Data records
========================================
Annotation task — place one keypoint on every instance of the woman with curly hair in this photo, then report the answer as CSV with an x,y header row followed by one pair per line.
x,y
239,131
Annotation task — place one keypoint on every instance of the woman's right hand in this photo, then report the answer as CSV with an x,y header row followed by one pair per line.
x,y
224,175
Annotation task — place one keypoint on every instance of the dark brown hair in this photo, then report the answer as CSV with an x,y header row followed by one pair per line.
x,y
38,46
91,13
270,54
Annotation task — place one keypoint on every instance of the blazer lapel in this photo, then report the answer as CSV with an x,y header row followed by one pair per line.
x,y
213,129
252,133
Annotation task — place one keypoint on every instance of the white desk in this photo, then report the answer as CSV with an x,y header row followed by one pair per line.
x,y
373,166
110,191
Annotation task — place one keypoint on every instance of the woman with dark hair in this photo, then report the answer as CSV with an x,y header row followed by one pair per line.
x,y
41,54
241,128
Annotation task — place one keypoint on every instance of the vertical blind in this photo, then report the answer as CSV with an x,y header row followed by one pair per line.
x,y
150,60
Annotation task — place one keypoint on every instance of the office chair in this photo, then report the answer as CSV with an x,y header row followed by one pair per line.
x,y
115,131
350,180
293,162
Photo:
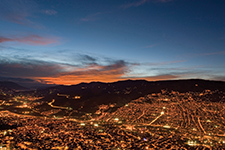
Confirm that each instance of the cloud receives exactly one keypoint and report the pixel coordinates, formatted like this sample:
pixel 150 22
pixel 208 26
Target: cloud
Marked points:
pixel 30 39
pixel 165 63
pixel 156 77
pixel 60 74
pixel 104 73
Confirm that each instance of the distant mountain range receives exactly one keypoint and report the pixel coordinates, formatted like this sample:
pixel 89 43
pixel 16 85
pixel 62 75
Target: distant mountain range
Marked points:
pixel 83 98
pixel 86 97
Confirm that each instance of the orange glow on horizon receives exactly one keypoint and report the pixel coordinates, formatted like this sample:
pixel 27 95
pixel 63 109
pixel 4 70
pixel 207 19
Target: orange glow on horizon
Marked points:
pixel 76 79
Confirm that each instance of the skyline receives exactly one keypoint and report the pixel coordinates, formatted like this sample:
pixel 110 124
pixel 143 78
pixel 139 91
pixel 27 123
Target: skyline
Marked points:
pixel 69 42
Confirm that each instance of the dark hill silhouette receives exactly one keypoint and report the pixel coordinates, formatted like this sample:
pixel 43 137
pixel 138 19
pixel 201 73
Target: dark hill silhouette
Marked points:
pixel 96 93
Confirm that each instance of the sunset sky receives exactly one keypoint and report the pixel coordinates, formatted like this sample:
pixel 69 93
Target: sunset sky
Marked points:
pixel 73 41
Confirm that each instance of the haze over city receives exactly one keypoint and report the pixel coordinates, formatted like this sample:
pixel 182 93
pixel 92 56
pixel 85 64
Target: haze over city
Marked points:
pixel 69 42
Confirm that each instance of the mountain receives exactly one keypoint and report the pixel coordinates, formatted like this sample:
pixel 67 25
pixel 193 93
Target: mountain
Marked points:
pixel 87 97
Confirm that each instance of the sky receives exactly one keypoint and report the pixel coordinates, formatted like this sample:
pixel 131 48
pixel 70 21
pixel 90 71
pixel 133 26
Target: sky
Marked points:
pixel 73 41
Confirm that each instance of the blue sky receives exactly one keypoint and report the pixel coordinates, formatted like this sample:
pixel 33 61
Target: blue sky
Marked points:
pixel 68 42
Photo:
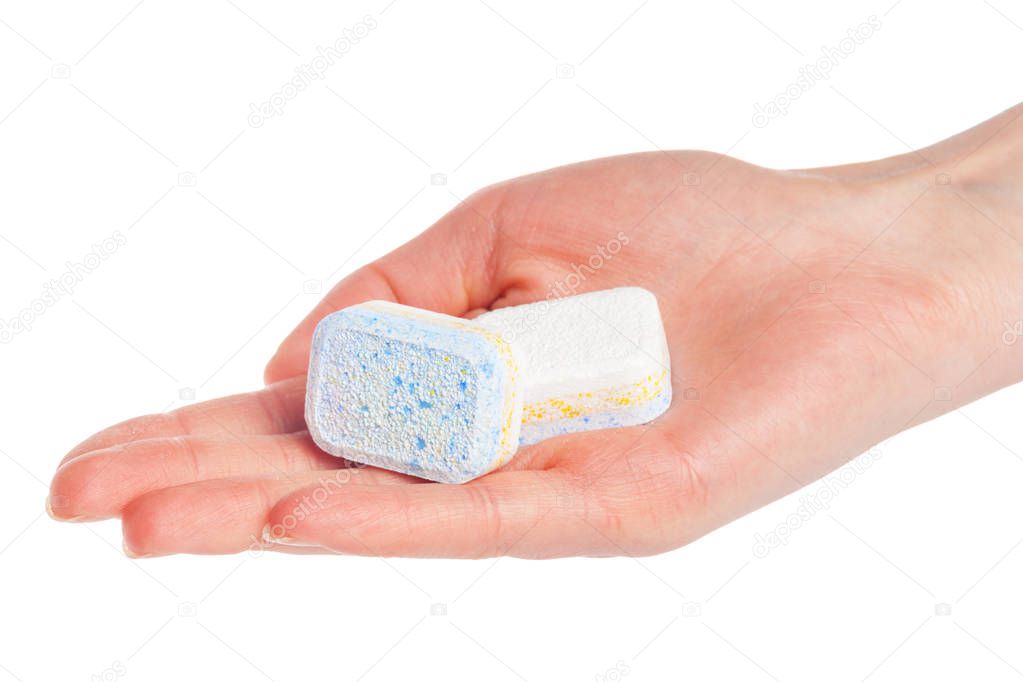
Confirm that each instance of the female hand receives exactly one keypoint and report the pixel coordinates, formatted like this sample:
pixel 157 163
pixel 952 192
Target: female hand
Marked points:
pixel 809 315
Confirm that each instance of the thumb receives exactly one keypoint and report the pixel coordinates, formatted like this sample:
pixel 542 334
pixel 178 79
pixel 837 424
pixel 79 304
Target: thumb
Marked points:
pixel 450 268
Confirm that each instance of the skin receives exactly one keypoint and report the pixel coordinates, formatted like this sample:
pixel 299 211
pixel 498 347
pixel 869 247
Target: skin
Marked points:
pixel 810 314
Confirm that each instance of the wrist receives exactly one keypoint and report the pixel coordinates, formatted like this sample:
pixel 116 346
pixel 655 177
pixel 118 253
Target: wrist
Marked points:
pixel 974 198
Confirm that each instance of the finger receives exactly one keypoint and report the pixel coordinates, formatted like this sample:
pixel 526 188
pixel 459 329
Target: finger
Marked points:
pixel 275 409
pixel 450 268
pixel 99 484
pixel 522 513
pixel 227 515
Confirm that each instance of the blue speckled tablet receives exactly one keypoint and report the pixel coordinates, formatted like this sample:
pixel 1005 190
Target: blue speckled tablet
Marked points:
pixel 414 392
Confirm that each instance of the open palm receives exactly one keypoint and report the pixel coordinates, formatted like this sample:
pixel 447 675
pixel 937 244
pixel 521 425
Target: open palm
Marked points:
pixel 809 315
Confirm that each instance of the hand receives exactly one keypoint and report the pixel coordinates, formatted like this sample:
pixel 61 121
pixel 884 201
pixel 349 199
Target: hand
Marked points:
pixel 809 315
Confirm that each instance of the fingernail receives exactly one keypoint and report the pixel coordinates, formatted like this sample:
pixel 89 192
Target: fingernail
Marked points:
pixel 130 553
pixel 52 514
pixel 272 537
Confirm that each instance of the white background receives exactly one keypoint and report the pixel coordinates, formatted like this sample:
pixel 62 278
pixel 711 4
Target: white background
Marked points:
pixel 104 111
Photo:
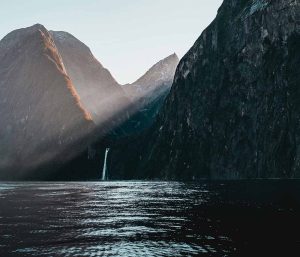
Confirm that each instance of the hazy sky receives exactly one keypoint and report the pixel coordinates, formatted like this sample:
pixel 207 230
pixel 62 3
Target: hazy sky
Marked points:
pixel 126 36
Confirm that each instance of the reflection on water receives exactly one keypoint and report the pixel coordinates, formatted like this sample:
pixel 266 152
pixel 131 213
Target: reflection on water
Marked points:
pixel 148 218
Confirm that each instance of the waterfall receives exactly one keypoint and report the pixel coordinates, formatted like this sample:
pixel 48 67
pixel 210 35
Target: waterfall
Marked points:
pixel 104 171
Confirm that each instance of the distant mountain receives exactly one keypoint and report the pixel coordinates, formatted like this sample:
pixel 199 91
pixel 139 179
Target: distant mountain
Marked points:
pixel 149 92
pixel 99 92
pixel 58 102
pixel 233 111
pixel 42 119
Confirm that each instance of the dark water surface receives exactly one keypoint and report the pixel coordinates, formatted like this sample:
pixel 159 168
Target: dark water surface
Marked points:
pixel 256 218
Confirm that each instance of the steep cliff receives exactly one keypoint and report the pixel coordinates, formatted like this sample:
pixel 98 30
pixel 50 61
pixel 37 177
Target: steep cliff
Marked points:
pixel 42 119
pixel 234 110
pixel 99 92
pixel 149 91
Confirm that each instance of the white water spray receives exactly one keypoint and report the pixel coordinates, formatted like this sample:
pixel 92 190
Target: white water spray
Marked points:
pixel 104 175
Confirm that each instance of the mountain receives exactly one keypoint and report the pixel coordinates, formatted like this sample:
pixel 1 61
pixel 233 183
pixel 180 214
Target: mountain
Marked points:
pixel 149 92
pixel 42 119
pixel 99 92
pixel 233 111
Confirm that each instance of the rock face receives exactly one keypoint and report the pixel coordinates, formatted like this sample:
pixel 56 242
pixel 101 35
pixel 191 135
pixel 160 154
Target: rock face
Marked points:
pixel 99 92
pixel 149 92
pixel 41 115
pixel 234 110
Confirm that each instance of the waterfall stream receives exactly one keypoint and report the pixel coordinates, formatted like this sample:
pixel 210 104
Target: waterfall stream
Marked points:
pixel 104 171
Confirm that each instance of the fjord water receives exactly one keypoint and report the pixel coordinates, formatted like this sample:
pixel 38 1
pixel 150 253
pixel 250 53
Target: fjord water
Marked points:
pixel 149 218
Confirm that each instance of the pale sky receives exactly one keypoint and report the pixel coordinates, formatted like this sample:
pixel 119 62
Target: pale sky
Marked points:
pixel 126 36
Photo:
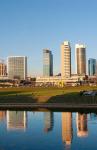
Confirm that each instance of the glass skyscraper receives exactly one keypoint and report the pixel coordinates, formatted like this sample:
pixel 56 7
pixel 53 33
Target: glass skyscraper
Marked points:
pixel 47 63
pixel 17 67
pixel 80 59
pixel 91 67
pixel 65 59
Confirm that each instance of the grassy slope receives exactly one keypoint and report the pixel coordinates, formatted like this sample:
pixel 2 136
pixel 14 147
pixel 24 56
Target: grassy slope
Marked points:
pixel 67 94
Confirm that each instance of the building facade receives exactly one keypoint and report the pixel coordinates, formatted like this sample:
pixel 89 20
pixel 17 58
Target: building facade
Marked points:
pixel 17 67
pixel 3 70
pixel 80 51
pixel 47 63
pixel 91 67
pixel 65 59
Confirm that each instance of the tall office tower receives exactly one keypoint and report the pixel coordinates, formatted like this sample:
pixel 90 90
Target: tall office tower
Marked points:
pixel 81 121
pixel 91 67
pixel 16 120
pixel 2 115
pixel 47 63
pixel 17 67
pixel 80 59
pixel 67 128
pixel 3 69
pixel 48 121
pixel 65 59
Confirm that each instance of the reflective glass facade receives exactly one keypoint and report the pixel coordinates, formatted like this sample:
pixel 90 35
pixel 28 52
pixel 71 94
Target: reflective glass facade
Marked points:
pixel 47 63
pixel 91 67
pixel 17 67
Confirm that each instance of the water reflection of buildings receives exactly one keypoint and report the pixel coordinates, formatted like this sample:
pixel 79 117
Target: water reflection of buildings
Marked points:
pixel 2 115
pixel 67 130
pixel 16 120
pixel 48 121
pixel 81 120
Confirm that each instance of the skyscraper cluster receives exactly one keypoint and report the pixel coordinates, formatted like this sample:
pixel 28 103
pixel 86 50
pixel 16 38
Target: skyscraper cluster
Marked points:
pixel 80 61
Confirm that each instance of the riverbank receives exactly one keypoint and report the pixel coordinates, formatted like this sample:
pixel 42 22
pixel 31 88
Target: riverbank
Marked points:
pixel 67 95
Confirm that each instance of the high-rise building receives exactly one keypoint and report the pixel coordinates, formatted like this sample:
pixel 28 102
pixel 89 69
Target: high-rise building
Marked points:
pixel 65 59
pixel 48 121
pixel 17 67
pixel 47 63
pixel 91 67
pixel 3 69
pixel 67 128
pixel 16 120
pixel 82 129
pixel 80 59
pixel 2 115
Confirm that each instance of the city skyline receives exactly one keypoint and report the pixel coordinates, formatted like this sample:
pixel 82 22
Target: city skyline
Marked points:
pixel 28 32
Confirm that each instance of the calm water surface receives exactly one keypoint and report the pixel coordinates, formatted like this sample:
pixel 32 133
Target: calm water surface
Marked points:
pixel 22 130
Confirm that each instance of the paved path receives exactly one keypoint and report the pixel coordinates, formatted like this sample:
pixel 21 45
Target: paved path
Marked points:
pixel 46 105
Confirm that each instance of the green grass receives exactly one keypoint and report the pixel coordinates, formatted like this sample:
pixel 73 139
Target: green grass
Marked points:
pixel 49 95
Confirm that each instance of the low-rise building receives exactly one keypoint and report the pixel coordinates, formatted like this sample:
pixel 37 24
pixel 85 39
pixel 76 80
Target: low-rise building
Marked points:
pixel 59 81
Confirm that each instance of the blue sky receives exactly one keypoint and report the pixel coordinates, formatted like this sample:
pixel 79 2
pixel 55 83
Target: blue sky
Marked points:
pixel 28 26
========================================
* _WHAT THE TASK REQUIRES_:
Produce an exact copy of each line from the one holding "Confirm that each instance of the riverbank" through the last line of the records, both included, and nothing more.

* _TASK OUTPUT_:
Confirm that each instance of the riverbank receives exactly one keypoint and report the pixel coordinates, formatted like this sample:
pixel 42 22
pixel 31 88
Target: riverbank
Marked points:
pixel 67 95
Confirm that each instance of the high-rise building receives exactly one keypoint and report the pixel coordinates, formatted like this sample:
pixel 28 102
pixel 89 69
Target: high-rise building
Marked points:
pixel 65 59
pixel 48 121
pixel 17 67
pixel 47 63
pixel 91 67
pixel 3 69
pixel 67 128
pixel 16 120
pixel 82 129
pixel 80 59
pixel 2 115
Confirm that each instance of the city skyline receives exactly one keypoint and report the pixel coordinates, formatted like this sample:
pixel 82 22
Target: city skyline
Marked points:
pixel 28 32
Confirm that each instance of the calm water surface receives exactly one keypoint and report the pixel coordinates, formatted like this sample:
pixel 32 133
Target: calm water surface
Marked points:
pixel 22 130
Confirm that each instance of the paved path receives exactly one keypoint and report the pixel coordinates, formatted like this sample:
pixel 21 45
Target: paved path
Marked points:
pixel 46 105
Confirm that each instance of the green grass receives exactly one keypoint and report the pixel coordinates, formatted like this sample:
pixel 73 139
Target: green grass
Marked points:
pixel 49 95
Confirm that each instance of the low-rise building receives exactly one keypoint and report the pixel coordinates, formatted like this sample:
pixel 37 24
pixel 85 39
pixel 76 80
Target: low-rise building
Marked points:
pixel 59 81
Confirm that each instance of the blue sky receives exactly one keypoint and report the pixel coordinates, formatted like this sample:
pixel 79 2
pixel 55 83
Target: blue sky
Marked points:
pixel 28 26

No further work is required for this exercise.